_Zu prüfender Text_
Eigentlich müßte dieser Film den Titel „Das räudige Rattennest“ tragen. Und zwar, um gar nicht erst in den Verdacht zu geraten, es handele sich um ein Remake von Robert Aldrichs gleichnamigen Film Noir Klassiker von 1955 (OT: KISS ME DEADLY - Welchen ich im übrigen auch nur wärmstens empfehlen kann!) Nein, dieser italienische Exploiter hat nicht im Entferntesten die Klasse von Aldrichs Film, behauptet aber im Asi-Ranking italienischer Genrefilme aus den 1970er Jahren mal wieder eine „Klasse“ für sich.
Um dieses Ziel zu erreichen braucht es nicht viel: Man nehme eine Handvoll altgedienter Charakterfressen (Mitchell, Rossi, Staccioli, Casale – einer fieser als der andere) und lasse sie in ihrer Niedertracht auf ein gehandicaptes Opfer (Harris) los und zwischendurch auch gerne übereinander selbst herfallen. Um dieses hochexplosive Gemengelage noch weiter anzuheizen bedarf es natürlich noch einer schönen Frau (Dagmar Lassander), die ebenfalls genreerprobt und willig genug ist, durch ihre Darstellung als dauergeiles Luder die triebgesteuerten Schmierlappen bis zum Äußersten zu treiben.

_Aufgabendetails_
Entnimm der Filmbesprechung wörtlich den Abschnitt, der bei „Um dieses Ziel“ anfängt und bei „Äußersten zu treiben.“ aufhört.

_Untersuchte Zeilen_
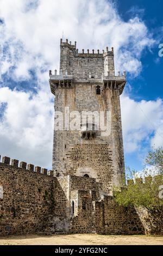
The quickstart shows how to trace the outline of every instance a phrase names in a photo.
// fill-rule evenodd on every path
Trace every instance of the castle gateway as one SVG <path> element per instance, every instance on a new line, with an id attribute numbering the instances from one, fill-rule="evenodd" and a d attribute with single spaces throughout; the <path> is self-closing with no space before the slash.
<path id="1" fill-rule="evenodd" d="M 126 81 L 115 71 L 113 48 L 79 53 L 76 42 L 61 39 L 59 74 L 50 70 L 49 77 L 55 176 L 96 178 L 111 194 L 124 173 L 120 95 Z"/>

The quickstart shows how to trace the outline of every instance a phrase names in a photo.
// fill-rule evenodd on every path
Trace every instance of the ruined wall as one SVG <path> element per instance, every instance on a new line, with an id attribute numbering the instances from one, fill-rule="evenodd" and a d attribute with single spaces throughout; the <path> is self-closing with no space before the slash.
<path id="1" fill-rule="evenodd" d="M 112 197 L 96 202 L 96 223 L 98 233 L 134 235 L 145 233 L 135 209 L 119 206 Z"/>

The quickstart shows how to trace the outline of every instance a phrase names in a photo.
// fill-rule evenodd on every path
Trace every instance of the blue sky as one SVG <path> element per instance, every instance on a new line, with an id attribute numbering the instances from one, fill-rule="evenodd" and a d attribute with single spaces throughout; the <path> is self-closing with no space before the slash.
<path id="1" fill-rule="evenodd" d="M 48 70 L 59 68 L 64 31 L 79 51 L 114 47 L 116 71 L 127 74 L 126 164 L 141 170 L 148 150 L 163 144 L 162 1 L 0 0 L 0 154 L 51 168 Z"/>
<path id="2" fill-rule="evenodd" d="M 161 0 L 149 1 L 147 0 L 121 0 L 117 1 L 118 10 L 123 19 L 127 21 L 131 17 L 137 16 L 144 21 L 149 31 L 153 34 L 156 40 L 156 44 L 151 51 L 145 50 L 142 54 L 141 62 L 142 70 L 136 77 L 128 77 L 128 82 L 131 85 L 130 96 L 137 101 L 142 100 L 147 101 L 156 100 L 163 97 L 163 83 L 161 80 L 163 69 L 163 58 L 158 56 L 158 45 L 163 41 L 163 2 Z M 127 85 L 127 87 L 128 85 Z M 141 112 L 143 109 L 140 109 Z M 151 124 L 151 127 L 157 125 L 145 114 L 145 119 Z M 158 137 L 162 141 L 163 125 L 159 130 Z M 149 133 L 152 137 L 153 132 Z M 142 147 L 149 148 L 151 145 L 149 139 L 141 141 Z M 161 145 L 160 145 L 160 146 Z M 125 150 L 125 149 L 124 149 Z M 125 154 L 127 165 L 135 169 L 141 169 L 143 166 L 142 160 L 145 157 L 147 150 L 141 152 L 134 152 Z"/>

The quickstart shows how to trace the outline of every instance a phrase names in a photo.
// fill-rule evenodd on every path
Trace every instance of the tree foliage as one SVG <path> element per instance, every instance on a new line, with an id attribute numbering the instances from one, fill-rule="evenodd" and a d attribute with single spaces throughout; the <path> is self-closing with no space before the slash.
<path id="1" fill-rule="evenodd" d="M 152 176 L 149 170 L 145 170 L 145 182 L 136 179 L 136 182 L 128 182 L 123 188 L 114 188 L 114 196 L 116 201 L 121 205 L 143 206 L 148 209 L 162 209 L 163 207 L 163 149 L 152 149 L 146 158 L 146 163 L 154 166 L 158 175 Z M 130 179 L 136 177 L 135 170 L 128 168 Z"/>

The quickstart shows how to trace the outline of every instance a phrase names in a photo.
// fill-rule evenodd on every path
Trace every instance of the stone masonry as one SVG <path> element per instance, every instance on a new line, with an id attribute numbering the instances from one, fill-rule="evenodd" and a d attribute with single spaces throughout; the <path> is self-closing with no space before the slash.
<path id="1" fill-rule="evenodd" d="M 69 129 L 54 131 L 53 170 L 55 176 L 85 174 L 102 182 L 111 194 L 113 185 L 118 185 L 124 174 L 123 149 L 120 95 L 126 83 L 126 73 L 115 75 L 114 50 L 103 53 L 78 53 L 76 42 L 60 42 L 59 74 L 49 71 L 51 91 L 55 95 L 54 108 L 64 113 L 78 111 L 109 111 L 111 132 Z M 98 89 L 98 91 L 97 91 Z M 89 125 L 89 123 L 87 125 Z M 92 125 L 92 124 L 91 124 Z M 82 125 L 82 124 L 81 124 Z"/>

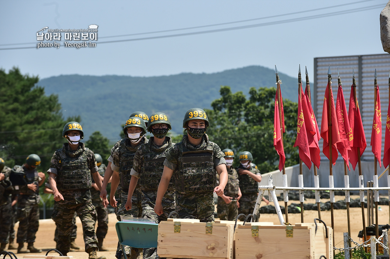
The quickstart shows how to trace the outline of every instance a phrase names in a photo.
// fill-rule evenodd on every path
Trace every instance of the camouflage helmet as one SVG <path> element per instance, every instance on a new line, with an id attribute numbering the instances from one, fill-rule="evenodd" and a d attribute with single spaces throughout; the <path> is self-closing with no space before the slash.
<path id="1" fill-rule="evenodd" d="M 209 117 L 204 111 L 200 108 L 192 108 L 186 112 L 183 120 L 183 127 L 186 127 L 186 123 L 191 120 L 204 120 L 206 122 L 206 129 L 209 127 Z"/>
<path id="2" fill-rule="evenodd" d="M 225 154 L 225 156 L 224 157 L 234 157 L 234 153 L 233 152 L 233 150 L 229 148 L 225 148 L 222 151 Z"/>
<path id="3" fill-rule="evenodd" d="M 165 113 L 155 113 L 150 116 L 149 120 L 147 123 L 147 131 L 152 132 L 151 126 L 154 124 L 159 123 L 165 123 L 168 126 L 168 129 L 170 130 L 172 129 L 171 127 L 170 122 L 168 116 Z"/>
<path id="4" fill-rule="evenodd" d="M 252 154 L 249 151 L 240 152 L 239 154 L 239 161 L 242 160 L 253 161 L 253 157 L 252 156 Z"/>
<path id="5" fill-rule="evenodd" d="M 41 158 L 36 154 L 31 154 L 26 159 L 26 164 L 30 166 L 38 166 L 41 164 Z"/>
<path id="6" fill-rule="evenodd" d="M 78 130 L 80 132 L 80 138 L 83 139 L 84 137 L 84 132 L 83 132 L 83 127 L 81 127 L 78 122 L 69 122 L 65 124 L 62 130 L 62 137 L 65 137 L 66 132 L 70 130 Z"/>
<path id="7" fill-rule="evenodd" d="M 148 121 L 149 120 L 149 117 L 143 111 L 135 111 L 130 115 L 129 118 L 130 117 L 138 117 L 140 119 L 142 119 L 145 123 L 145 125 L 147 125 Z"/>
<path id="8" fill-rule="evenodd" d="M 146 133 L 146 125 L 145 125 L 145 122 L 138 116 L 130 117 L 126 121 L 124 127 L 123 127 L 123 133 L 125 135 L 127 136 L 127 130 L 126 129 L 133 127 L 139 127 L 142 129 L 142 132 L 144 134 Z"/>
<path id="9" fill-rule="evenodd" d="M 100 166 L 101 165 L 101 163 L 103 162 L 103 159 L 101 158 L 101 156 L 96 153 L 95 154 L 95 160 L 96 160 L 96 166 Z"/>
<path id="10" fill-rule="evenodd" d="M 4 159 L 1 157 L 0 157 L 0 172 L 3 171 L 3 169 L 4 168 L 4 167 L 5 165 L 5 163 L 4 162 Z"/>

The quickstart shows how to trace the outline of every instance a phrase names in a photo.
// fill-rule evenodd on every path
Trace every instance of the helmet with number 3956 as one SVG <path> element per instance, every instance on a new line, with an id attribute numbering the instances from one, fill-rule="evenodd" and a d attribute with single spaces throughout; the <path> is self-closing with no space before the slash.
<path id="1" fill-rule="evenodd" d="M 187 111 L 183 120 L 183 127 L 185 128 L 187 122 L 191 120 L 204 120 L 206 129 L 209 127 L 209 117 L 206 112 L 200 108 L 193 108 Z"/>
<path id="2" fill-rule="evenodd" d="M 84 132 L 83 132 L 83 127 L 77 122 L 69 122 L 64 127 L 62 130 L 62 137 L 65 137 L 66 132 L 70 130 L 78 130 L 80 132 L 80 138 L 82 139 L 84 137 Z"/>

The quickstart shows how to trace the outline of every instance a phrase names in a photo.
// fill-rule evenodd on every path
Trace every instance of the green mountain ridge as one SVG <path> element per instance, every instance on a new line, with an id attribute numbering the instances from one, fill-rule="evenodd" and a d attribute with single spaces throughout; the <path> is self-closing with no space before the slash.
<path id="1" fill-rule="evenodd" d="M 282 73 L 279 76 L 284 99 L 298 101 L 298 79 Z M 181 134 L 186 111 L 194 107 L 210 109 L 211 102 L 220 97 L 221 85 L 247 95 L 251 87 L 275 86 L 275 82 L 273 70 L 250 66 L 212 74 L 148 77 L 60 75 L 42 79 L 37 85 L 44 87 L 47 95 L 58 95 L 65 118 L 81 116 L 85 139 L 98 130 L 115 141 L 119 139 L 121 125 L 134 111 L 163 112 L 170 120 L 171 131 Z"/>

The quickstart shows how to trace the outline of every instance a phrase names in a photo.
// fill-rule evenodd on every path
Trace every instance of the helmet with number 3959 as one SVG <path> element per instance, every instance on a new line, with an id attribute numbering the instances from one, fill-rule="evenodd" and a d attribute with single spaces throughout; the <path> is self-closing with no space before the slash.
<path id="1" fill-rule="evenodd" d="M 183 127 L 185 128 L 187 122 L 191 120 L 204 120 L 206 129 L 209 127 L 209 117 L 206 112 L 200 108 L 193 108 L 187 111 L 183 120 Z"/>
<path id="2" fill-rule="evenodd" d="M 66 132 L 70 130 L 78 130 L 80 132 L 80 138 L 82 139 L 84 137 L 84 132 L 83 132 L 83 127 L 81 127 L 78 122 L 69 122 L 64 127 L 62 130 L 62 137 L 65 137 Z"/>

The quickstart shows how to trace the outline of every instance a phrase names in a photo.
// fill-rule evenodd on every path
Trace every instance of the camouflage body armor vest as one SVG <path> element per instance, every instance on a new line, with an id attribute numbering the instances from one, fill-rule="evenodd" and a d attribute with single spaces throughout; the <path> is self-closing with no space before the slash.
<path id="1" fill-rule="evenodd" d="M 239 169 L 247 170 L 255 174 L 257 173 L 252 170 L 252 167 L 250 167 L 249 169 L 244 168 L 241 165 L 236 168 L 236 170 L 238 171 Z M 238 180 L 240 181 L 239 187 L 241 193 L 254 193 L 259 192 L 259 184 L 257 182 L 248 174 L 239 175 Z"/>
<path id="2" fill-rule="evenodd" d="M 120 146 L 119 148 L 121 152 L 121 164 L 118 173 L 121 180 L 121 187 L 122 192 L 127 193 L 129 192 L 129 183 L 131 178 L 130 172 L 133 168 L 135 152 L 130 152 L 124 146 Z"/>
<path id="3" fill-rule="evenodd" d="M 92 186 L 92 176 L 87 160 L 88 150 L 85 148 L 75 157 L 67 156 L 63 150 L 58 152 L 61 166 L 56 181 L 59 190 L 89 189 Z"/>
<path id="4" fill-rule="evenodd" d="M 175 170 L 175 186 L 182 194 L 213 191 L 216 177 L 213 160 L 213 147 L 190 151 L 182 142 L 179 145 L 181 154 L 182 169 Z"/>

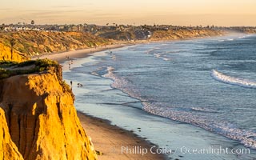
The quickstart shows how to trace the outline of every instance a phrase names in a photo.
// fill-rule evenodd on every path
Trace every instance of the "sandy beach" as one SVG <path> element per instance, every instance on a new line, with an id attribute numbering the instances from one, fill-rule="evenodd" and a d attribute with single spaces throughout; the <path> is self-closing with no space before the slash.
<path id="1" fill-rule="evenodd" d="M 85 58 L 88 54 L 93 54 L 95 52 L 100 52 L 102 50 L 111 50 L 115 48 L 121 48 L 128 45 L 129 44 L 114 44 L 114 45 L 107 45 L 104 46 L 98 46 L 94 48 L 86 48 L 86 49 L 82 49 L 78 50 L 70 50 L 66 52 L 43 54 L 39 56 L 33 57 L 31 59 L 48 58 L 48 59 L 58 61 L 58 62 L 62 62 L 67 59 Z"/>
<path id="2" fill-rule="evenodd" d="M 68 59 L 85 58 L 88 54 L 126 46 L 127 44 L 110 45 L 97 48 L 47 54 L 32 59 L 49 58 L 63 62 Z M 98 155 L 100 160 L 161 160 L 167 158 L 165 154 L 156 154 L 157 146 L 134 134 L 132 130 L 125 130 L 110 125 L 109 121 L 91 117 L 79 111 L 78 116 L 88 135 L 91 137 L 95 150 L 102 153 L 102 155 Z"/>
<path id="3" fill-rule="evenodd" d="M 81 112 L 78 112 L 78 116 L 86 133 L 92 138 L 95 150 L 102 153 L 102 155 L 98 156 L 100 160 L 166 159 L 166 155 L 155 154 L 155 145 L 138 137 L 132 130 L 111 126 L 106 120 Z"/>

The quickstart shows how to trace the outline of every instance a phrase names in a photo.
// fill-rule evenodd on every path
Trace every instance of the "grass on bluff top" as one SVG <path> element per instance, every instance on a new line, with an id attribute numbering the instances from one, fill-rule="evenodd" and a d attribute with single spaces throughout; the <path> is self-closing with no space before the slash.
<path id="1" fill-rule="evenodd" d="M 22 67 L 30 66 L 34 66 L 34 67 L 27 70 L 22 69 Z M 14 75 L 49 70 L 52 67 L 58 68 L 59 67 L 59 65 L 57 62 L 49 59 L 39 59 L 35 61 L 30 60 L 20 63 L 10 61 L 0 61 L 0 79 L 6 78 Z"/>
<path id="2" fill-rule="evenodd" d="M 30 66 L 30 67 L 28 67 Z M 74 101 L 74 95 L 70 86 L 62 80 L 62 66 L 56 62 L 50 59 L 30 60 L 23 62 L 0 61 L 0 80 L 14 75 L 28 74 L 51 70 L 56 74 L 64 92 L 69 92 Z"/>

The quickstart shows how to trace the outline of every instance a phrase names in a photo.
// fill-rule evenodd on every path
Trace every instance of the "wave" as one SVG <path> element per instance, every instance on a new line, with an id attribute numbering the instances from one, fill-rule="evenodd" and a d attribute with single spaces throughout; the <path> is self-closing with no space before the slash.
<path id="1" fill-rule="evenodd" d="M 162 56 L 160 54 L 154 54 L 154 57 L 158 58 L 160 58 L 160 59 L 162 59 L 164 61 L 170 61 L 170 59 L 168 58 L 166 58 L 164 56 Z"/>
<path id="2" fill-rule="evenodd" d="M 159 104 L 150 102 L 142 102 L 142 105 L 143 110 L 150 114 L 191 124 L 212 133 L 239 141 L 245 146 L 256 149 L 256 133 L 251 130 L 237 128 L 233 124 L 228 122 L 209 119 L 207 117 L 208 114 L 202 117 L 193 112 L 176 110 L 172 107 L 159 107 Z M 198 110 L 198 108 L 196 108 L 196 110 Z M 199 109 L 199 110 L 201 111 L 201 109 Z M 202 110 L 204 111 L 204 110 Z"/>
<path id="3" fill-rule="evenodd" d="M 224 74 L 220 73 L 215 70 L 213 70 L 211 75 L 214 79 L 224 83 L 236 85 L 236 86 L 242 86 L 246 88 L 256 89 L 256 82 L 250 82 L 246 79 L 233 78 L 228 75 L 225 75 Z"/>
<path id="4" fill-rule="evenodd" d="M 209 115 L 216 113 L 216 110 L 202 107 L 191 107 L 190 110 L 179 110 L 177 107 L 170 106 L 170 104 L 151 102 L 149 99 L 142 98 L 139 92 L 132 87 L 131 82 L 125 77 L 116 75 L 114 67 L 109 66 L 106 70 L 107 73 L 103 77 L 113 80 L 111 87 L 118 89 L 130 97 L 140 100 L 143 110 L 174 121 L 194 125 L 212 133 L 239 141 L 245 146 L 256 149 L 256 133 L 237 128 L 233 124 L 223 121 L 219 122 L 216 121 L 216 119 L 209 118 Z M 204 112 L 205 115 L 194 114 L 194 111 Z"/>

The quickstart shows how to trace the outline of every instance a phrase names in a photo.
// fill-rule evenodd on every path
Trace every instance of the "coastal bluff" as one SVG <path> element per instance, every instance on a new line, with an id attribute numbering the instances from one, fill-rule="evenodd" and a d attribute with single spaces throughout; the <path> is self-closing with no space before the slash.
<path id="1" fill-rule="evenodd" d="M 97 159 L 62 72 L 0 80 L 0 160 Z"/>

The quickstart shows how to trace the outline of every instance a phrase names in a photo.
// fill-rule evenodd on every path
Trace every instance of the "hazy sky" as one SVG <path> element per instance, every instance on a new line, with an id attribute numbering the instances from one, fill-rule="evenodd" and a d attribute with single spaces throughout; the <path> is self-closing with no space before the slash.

_Antwort_
Um dieses Ziel zu erreichen braucht es nicht viel: Man nehme eine Handvoll altgedienter Charakterfressen (Mitchell, Rossi, Staccioli, Casale – einer fieser als der andere) und lasse sie in ihrer Niedertracht auf ein gehandicaptes Opfer (Harris) los und zwischendurch auch gerne übereinander selbst herfallen. Um dieses hochexplosive Gemengelage noch weiter anzuheizen bedarf es natürlich noch einer schönen Frau (Dagmar Lassander), die ebenfalls genreerprobt und willig genug ist, durch ihre Darstellung als dauergeiles Luder die triebgesteuerten Schmierlappen bis zum Äußersten zu treiben.